■ Exercise goal ■
Please turn each of the rows below into a JSON list of strings with one string per line, skipping blank lines and leaving the pictures out.

■ Task data ■
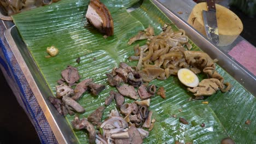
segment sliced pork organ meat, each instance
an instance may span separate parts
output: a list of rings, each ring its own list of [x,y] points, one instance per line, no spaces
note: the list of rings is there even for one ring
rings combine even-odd
[[[138,94],[141,98],[141,99],[144,100],[148,98],[150,98],[150,97],[152,95],[147,89],[147,87],[145,85],[141,85],[138,89]]]
[[[117,107],[120,109],[125,101],[124,97],[119,92],[113,91],[111,91],[109,93],[110,95],[114,95]]]
[[[88,119],[93,125],[97,125],[101,123],[101,118],[105,107],[101,106],[94,111],[90,116],[88,116]]]
[[[92,79],[88,79],[78,83],[74,90],[74,95],[72,98],[75,100],[79,99],[82,95],[87,91],[88,89],[88,84],[92,81]]]
[[[141,137],[139,131],[137,128],[132,125],[127,131],[129,138],[127,139],[114,139],[115,144],[125,144],[125,143],[142,143],[143,139]]]
[[[106,88],[105,85],[97,84],[93,82],[90,82],[88,86],[90,88],[90,90],[92,94],[94,95],[98,95]]]
[[[83,118],[80,120],[78,116],[75,116],[74,120],[72,122],[73,127],[77,130],[85,129],[89,133],[89,143],[90,144],[95,143],[96,130],[94,125],[86,118]]]
[[[117,88],[119,93],[125,96],[133,99],[138,99],[135,89],[132,86],[129,86],[127,84],[123,84],[121,86],[117,86]]]
[[[114,99],[114,94],[111,94],[111,92],[112,91],[111,91],[110,92],[109,92],[109,96],[107,97],[107,98],[106,98],[105,99],[105,105],[109,105],[111,102],[112,102],[113,100]]]
[[[79,80],[77,68],[71,65],[68,65],[65,70],[61,71],[61,76],[69,86],[74,85]]]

■ Exercise output ■
[
  "segment sliced pork organ meat, each instance",
  "an instance may span separate parts",
  "output: a list of rings, each ring its own list of [x,y] points, one instance per line, no spaces",
  "note: the list of rings is there even for one ring",
  "rings combine even-odd",
  "[[[138,94],[141,98],[141,99],[144,100],[148,98],[150,98],[150,97],[152,95],[147,89],[147,87],[145,85],[141,85],[138,89]]]",
  "[[[117,107],[120,109],[125,101],[124,97],[119,92],[113,91],[111,91],[109,93],[110,95],[114,95]]]",
  "[[[88,119],[93,125],[97,125],[101,123],[101,118],[105,107],[101,106],[94,111],[90,116],[88,116]]]",
  "[[[92,79],[88,79],[78,83],[74,90],[74,95],[72,98],[75,100],[79,99],[82,95],[87,91],[88,89],[88,84],[92,81]]]",
  "[[[141,137],[139,131],[137,128],[132,125],[127,131],[129,138],[127,139],[114,139],[115,144],[125,144],[125,143],[142,143],[143,139]]]",
  "[[[106,88],[105,85],[97,84],[93,82],[90,82],[88,86],[90,88],[90,90],[92,94],[94,95],[98,95]]]",
  "[[[83,118],[80,120],[78,116],[75,116],[74,120],[72,122],[73,127],[77,130],[85,129],[89,133],[89,143],[90,144],[95,143],[96,130],[94,125],[86,118]]]",
  "[[[117,88],[119,93],[125,96],[133,99],[138,99],[135,89],[132,86],[129,86],[127,84],[123,84],[121,86],[117,86]]]",
  "[[[114,99],[114,94],[111,94],[111,92],[112,91],[111,91],[110,92],[109,92],[109,96],[107,97],[107,98],[106,98],[105,99],[105,105],[109,105],[111,102],[112,102],[113,100]]]",
  "[[[79,80],[77,68],[71,65],[68,65],[65,70],[61,71],[61,76],[69,86],[74,85]]]"
]